- _Data supplied_:
•••
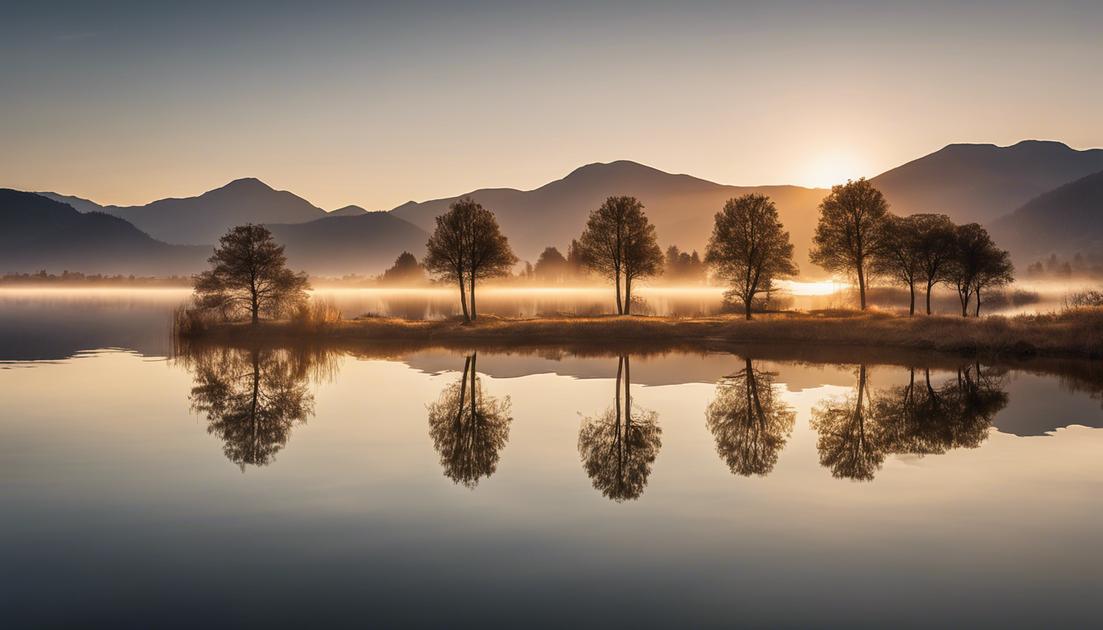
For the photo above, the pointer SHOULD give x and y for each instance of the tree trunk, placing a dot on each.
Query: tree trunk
(474, 315)
(463, 299)
(861, 286)
(628, 295)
•••
- _Work instructions_: Drop every picture and repeat the rest of the entries exactly.

- _Task solution_:
For the photo above, the pointer SHOULD give x and y for each instance of the tree trunk, placing a dot on each.
Query: tree trunk
(474, 315)
(463, 299)
(861, 286)
(628, 295)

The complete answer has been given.